◆ Task objective: An exact transcription of all the data is the expected reply.

Source data section start

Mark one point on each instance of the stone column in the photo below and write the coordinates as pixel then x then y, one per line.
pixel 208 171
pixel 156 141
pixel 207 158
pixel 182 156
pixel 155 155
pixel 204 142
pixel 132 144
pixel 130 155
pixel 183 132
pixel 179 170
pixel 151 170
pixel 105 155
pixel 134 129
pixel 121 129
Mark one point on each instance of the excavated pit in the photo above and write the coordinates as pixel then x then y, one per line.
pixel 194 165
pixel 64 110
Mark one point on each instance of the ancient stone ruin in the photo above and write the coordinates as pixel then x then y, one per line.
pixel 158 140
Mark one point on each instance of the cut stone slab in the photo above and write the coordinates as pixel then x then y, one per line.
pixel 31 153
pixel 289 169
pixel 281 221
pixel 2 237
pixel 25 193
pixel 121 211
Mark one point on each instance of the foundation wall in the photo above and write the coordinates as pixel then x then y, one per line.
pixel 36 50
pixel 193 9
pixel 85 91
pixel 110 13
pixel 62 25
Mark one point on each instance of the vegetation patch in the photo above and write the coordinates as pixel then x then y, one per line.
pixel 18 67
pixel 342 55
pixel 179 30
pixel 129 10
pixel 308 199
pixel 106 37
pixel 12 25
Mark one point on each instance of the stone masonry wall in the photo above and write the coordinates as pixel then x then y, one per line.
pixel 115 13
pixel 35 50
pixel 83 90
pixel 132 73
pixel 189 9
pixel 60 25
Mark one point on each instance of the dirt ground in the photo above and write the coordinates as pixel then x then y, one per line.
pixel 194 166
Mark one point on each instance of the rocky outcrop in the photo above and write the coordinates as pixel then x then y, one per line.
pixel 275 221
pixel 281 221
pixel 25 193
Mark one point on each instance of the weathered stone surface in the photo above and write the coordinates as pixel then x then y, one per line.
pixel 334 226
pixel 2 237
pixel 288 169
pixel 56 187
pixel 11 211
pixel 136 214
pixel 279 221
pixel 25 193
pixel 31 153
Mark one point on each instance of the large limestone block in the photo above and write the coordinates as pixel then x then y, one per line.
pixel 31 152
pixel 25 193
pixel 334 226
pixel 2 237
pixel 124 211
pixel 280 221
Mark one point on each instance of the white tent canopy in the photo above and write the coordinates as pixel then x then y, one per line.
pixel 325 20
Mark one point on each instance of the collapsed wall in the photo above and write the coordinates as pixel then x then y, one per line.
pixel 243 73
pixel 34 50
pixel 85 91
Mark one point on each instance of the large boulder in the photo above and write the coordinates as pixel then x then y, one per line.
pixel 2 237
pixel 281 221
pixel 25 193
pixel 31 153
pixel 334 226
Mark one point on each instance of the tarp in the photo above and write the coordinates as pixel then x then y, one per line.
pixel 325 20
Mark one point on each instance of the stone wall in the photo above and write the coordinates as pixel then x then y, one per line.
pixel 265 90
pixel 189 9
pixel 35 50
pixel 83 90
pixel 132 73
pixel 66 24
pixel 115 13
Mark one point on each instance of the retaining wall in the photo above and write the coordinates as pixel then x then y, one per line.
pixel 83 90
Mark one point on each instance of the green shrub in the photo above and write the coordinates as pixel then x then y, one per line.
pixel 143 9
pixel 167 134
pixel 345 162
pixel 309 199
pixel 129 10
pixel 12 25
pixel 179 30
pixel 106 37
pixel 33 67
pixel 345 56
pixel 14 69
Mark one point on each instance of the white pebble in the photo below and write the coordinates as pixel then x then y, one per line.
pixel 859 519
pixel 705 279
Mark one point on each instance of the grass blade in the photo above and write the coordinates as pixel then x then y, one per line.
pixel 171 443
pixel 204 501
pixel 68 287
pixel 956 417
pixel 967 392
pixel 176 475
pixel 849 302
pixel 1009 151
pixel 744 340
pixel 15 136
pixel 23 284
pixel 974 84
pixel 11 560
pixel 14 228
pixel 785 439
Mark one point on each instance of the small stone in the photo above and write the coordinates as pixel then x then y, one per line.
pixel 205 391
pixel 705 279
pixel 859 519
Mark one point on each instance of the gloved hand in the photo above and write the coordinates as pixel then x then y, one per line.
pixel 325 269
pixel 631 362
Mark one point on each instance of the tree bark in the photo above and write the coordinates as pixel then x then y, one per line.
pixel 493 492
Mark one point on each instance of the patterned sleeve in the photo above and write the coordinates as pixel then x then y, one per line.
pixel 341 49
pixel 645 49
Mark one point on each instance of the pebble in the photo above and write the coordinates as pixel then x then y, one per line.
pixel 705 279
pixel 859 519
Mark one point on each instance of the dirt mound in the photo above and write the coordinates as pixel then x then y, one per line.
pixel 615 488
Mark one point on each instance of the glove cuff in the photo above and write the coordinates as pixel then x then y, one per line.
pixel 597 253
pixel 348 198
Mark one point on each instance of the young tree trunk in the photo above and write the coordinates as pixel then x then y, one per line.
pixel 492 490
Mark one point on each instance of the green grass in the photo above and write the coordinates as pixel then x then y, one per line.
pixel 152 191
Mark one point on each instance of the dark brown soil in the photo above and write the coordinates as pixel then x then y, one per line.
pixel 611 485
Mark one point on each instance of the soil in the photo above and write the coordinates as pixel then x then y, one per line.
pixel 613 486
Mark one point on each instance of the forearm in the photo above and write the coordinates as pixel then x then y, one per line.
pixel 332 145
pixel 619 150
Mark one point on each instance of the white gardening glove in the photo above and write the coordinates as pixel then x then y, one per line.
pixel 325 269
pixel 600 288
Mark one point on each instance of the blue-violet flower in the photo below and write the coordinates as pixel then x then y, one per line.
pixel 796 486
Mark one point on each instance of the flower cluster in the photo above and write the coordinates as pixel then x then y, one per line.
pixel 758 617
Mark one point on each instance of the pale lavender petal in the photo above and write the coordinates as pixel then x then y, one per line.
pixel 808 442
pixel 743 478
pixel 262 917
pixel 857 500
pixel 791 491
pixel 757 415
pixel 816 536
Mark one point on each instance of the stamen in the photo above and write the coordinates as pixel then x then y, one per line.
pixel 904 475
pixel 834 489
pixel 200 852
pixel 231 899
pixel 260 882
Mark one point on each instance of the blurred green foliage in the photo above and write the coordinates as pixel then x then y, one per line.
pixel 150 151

Source data section end

◆ Written response:
Mark one point on each instance of the stone column in the photo below and write the coordinates as pixel then x then y, one per line.
pixel 208 171
pixel 156 141
pixel 207 158
pixel 182 156
pixel 155 155
pixel 204 142
pixel 132 144
pixel 130 155
pixel 183 132
pixel 179 170
pixel 151 170
pixel 105 155
pixel 134 129
pixel 121 129
Mark one point on each instance of the excavated pit in the photo above and write the coordinates as pixel then x then y, one per line.
pixel 194 165
pixel 64 110
Mark one point on each instance of the ancient stone ruin in the photo above and write the coordinates as pixel then x then y, one per line.
pixel 158 140
Mark one point on each instance of the cut stone slab in the photo above and write the coordinates as pixel then x then y, one per line.
pixel 31 153
pixel 289 169
pixel 281 221
pixel 2 237
pixel 25 193
pixel 121 211
Mark one point on each instance of the foundation wall in the photo above and write the coordinates as pixel then x then y, one per line.
pixel 36 50
pixel 193 9
pixel 85 91
pixel 110 13
pixel 62 25
Mark one point on each instance of the vegetation patch in the photo above and write the coordinates as pixel then x then y, one per line.
pixel 18 67
pixel 342 55
pixel 179 30
pixel 129 10
pixel 308 199
pixel 106 37
pixel 12 25
Mark one point on each instance of the stone masonry wall in the photo above and write the coordinates as pixel then x then y, one per line.
pixel 115 13
pixel 35 50
pixel 83 90
pixel 132 73
pixel 189 9
pixel 60 25
Mark one point on each instance of the dirt ground in the photo above and write the coordinates as pixel then x then y, one per line.
pixel 194 166
Mark one point on each instance of the rocky outcrop in the photo above and write the coordinates as pixel then x then y, one per line.
pixel 275 221
pixel 281 221
pixel 25 193
Mark one point on each instance of the weathered stone surface in the photo above and write the coordinates as pixel then x then y, one per line.
pixel 334 226
pixel 2 237
pixel 288 169
pixel 56 187
pixel 11 211
pixel 136 214
pixel 279 221
pixel 25 193
pixel 31 153
Mark one point on each instance of the large limestone block in the photo above and write the coordinates as pixel then x then y, one per line.
pixel 31 152
pixel 25 193
pixel 334 226
pixel 2 237
pixel 124 211
pixel 280 221
Mark one point on each instance of the white tent canopy in the photo above and write the coordinates as pixel then x then y, one per line.
pixel 325 20
Mark one point on each instance of the collapsed wall in the photo above and write the coordinates as pixel then x then y, one per line.
pixel 243 73
pixel 34 50
pixel 85 91
Mark one point on each instance of the large boulder in the photo above and write the coordinates as pixel then x then y, one per line.
pixel 2 237
pixel 281 221
pixel 25 193
pixel 31 153
pixel 334 226
Mark one point on each instance of the tarp in the photo above and write the coordinates as pixel then x then y, one per line.
pixel 325 20
Mark one point on each instance of the stone wall in the photo above and write the coordinates as pixel then x then y, one per line.
pixel 265 90
pixel 189 9
pixel 35 50
pixel 83 90
pixel 132 73
pixel 66 24
pixel 115 13
Mark one point on each instance of the retaining wall in the photo above and write the coordinates as pixel then x then y, one per line.
pixel 83 90
Mark one point on each instance of the green shrub in the photo above and write the coordinates as pixel then x then y, one per line.
pixel 143 9
pixel 167 134
pixel 345 162
pixel 309 199
pixel 129 10
pixel 12 25
pixel 179 30
pixel 106 37
pixel 33 67
pixel 345 56
pixel 14 69
Mark one point on each instance of the white pebble in the photo below and write the coordinates as pixel then x then y, one per line.
pixel 859 519
pixel 705 279
Mark one point on each instance of the grass blade in the photo above and write the coordinates as pixel then x then y, one per line.
pixel 171 443
pixel 204 501
pixel 68 287
pixel 956 417
pixel 967 392
pixel 176 475
pixel 849 302
pixel 1009 151
pixel 744 340
pixel 15 136
pixel 23 284
pixel 974 84
pixel 11 560
pixel 14 228
pixel 785 439
Mark one point on each instance of the small stone in the photo above and write the coordinates as pixel then x then y, one per line.
pixel 205 391
pixel 705 279
pixel 859 519
Mark one point on each instance of the gloved hand in the photo above and write the coordinates as pixel then x then y, one per line.
pixel 325 269
pixel 631 362
Mark one point on each instance of the tree bark in the photo above and write the coordinates as pixel then x then y, one per line.
pixel 493 492
Mark one point on each instance of the patterned sleeve in the photo above and write the coordinates as pixel then x then y, one per line.
pixel 341 49
pixel 645 49
Mark one point on each instance of the pebble in the photo above and write the coordinates as pixel then x then y, one per line.
pixel 705 279
pixel 859 519
Mark one point on each instance of the dirt mound in the photo above and write the coordinates as pixel then x then y, one per line.
pixel 615 488
Mark one point on each instance of the glove cuff in the photo above and write the coordinates as pixel then x then y, one per line.
pixel 597 253
pixel 348 198
Mark one point on each instance of the young tree trunk in the photo above and write the coordinates as pixel then x then y, one per line.
pixel 492 490
Mark one point on each instance of the green grass in the photo above and write the coordinates as pixel then x then y, one per line.
pixel 152 191
Mark one point on each instance of the dark brown soil in the photo above and write the coordinates as pixel then x then y, one per line.
pixel 611 485
Mark one point on each instance of the soil in the photo above and write the coordinates as pixel then x then y, one per line.
pixel 613 486
Mark one point on each instance of the forearm in the photo above and write the coordinates as pixel then x then y, one per line.
pixel 332 145
pixel 619 150
Mark one point on each instance of the white gardening glove in the photo above and write the coordinates as pixel then x then y, one per line.
pixel 325 269
pixel 600 288
Mark one point on each instance of the blue-violet flower in the photo below and write the coordinates as pixel then x then y, one per line.
pixel 796 486
Mark one point on each instance of the flower cluster in the photo above and write the coordinates as pixel then x then y, one per line.
pixel 758 617
Mark one point on each instance of the pale lavender petal in the photo above and write the coordinates as pixel then x then y, one per line.
pixel 808 442
pixel 743 478
pixel 262 917
pixel 857 500
pixel 791 491
pixel 757 415
pixel 816 536
Mark one point on each instance of the stamen in the photo above and write the coordinates as pixel then x then y, one per line.
pixel 904 475
pixel 834 489
pixel 200 852
pixel 231 899
pixel 260 882
Mark one point on each instance of the blurred green foliage in the photo above and write the coordinates as pixel then x then y, one per line.
pixel 150 151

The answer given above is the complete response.